» TRECHO DO DOCUMENTO:

****************

Uma nova ferramenta que prevê o comportamento das populações de gafanhotos do deserto ajudará agências nacionais a controlar grandes enxames antes que eles devastem plantações de alimentos na África e na Ásia.
Enxame de gafanhotos enche os céus da Etiópia - Crédito: Keith Cressman, FAO
"A resposta ao último surto de gafanhotos foi muito ad-hoc e menos eficiente do que poderia ter sido. Criamos um modelo abrangente que pode ser usado na próxima vez para controlar essa praga devastadora."
Renata Retkute
Os gafanhotos do deserto geralmente levam uma vida solitária até que algo — como chuvas intensas — os faz se aglomerar em grandes números, muitas vezes com consequências devastadoras.
Essa praga migratória pode atingir proporções de praga, e um enxame cobrindo um quilômetro quadrado pode consumir comida suficiente em um dia para alimentar 35.000 pessoas. Essa destruição extensiva de plantações aumenta os preços dos alimentos locais e pode levar a tumultos e fome em massa.

****************

» ENTRADAS LISTADAS:
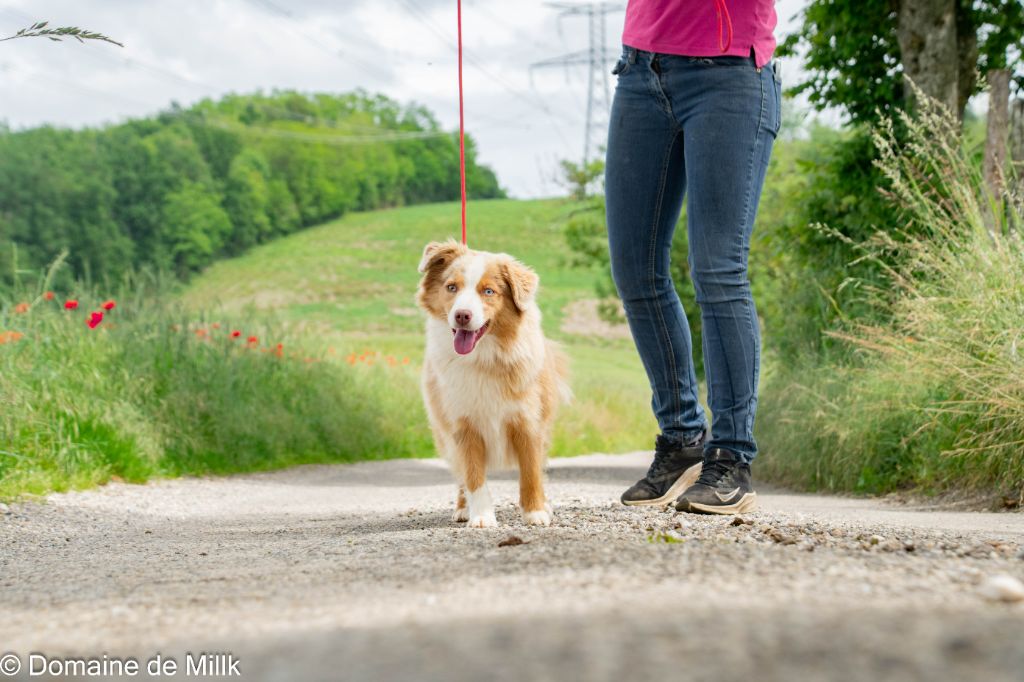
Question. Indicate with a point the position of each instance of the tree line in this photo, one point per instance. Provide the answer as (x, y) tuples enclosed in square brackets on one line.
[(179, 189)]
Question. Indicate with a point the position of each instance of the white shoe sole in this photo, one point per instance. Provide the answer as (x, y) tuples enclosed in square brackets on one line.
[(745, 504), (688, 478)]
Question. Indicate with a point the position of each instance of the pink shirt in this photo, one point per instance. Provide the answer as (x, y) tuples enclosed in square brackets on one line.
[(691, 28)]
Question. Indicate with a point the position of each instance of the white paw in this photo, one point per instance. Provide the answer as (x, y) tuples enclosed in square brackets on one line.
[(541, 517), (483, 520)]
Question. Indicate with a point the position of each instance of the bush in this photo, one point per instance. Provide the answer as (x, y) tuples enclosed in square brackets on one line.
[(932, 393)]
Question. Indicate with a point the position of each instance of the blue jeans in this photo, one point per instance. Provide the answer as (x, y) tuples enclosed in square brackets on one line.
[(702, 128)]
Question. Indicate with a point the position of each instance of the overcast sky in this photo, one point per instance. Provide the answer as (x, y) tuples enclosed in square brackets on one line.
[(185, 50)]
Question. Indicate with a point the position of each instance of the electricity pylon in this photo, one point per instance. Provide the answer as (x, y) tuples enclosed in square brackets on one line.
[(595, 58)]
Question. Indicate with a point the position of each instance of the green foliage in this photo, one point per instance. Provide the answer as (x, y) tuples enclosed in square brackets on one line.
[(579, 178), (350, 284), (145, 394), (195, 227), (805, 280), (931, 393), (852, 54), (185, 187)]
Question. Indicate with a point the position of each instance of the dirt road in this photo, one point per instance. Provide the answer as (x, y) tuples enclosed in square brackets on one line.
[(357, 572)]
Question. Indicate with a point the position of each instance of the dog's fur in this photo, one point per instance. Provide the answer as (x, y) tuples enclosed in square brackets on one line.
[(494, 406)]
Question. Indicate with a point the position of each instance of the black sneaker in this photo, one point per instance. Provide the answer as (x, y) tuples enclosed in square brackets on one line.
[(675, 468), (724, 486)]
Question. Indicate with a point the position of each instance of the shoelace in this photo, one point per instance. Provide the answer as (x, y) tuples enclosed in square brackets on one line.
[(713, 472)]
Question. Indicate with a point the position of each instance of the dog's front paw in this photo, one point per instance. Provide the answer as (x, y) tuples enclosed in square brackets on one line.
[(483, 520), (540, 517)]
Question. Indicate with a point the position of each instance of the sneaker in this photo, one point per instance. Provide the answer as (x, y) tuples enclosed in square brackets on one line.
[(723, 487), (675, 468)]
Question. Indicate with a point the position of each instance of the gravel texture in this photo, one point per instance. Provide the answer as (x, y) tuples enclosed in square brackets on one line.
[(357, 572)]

****************

» ENUNCIADO DA TAREFA: Continue o texto sobre os gafanhotos do deserto a partir da última frase apresentada. As entradas vêm de uma fonte diferente.

» RESPOSTA REDIGIDA:
Agora, uma equipe liderada pela Universidade de Cambridge desenvolveu uma maneira de prever quando e onde os gafanhotos do deserto irão se proliferar, para que seja possível lidar com eles antes que o problema saia do controle.
Ele usa dados de previsão do tempo do UK Met Office e modelos computacionais de última geração dos movimentos dos insetos no ar para prever para onde os enxames irão enquanto procuram novos locais de alimentação e reprodução. As áreas com probabilidade de serem afetadas podem então ser pulverizadas com pesticidas.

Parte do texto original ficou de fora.